start

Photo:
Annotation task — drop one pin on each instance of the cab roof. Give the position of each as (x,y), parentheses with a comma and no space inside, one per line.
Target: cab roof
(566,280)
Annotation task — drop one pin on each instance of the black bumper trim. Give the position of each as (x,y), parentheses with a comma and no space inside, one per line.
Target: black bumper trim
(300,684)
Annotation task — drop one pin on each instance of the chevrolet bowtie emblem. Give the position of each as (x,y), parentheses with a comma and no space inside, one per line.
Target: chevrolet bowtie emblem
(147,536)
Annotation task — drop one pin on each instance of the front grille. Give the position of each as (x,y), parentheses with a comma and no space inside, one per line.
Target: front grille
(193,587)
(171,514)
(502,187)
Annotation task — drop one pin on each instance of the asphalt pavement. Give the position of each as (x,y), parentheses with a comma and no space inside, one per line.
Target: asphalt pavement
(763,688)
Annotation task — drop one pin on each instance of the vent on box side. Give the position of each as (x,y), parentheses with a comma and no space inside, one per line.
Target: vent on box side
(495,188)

end

Stated exercise -> Copy only this span: the line that contains "of the black", the last line, and every line between them.

Written response ->
Annotation task — drop one pin on each instance of the black bumper trim. Give the position of each as (x,y), parentheses with a comma and no space inside, one per line.
Target: black bumper trim
(300,684)
Annotation task — drop one pin on each instance of the chevrolet bowtie emblem. Give the position of each as (x,y), parentheses with a comma and no space inside, one per line.
Target: chevrolet bowtie emblem
(147,536)
Annotation task — drop one pin on each instance of the front grille. Give the position of each as (x,y), parentheses with a comma and no space inside, one per line.
Target: front grille
(193,587)
(171,514)
(502,187)
Annotation task — drop one pin on each instance of the asphalt pavement. Give the position of each as (x,y), parentheses with a comma and no space inside, one per line.
Target: asphalt pavement
(763,688)
Annotation task — drop one pin on each instance of the vent on box side. Give the position of each as (x,y), parentheses with a comma and no space inside, one per line.
Target: vent on box side
(495,188)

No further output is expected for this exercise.